• _WHAT THIS EXERCISE ASKS_
1: Answer these questions using the Somalia civil war text:
(a) On what date did the Somali Republic gain independence?
(b) Which two neighboring countries did refugees leave for during 1991-1992?
(c) By what month and year had the potential for mass starvation in Somalia been overcome?
2: Reproduce the Somalia civil war text starting at "Somalia Civil War" and ending at "of the conflict.".

Somalia Civil War
There was no national government in Somalia for nearly two decades. Much of the country has been effectgively governed by local authorities, in Somaliland and Puntland, but these entities were not recognized as states by the international community. There is a severe lack of capacity in every part of the country to adequately address problems. While parts of the north have been relatively peaceful, including much of the self-declared "Republic of Somaliland," interclan and inter-factional fighting have flared up with little warning, and kidnapping, murder and other threats to foreigners occur unpredictably in many regions. Since 1991, an estimated 350,000 to 1,000,000 Somalis had died because of the conflict.
The Somali Republic gained independence on 1 July 1960. Somalia was formed by the union of British Somaliland and Italian Somaliland, while French Somaliland became Djibouti. A socialist state was established following a coup led by Major General Muhammad Siad Barre. Rebel forces ousted the Barre regime in 1991, but turmoil, factional fighting, and anarchy ensued. The Somali National Movement (SNM) gained control of the north, while in the capital of Mogadishu and most of southern Somalia, the United Somali Congress achieved control. Somalia had been without a stable central government since dictator Mohamed Siad Barre fled the country in 1991.
The collapse of Somalia's international relations system, i.e. self-serving embassies that have no defined national external policy to support. Their remaining functions are renewal of Somalia passports and issuing new fake travel documents in addition to begging for scholarship to their own clan/sub-clan children, etc. The seat of Somali capital, i.e. Mogadishu, was in the hands of warlords and wrecked by clans claiming to the city as a property of their own tribe. This kept making the restoration of Somali all the more difficult because there was no capital equal to all Somalis. Somalia disintegrated into a number of poorly defined tribal territories, i.e. Puntland, Somaliland, Jubaland, Rahaweynland, Marihanland, etc., most of which had little capacity to provide bare minimum services to their own constituencies with the exception of ego-boosting clan identity. The intention of the formation of these territories were not based on ideology other than clan supremacy.
From the fall of Siad Barre’s regime to the present day, events have flowed through several distinctive phases.
- The period 1991-1992 was marked by the most intense conflict, when the different clan factions fought for control of land and resources in southern Somalia. This resulted in the devastation of the inter-riverine areas, consequently causing famine and the disruption of farming and livestock production. Increasing numbers of refugees left the country for neighboring Kenya and Ethiopia at that time: the number of Internally Displaced Persons (IDPs) increased dramatically. The 1991 formation of independent Somaliland in the northwest created an enclave of reconstruction and relative peace.
- The period 1992-1995 was centered on UN and US interventions. This phase was illuminated by localized conflicts, specifically around Mogadishu. Fighting among rival faction leaders in the south resulted in the killing, dislocation, and starvation of thousands of Somalis, and led the United Nations to intervene militarily. In 1992, responding to the political chaos and humanitarian disaster in Somalia, the United States and other nations launched peacekeeping operations to create an environment in which assistance could be delivered to the Somali people. By March 1993, the potential for mass starvation in Somalia had been overcome, but the security situation remained fragile. The humanitarian objectives of the interventions were clouded by the UN’s ambiguous goals and rules of engagement. The UN’s role in “nation building” became a rallying point for united Somali opposition. On 03 October 1993, US troops received significant causalities (19 dead over 80 others wounded) in a battle with Somali gunmen. When the United States and the UN withdrew their forces from Somalia, in 1994 and 1995 respectively, after suffering significant casualties, order still had not been restored. Somalis continued to flee the country as internal displacement became routine/common in particular regions of the country.

• _RAW DATA_
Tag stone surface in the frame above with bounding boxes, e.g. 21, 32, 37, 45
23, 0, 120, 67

• _RESULTS OF THE EXERCISE_
1:
(a) 1 July 1960
(b) Kenya and Ethiopia
(c) March 1993

2:
Somalia Civil War
There was no national government in Somalia for nearly two decades. Much of the country has been effectgively governed by local authorities, in Somaliland and Puntland, but these entities were not recognized as states by the international community. There is a severe lack of capacity in every part of the country to adequately address problems. While parts of the north have been relatively peaceful, including much of the self-declared "Republic of Somaliland," interclan and inter-factional fighting have flared up with little warning, and kidnapping, murder and other threats to foreigners occur unpredictably in many regions. Since 1991, an estimated 350,000 to 1,000,000 Somalis had died because of the conflict.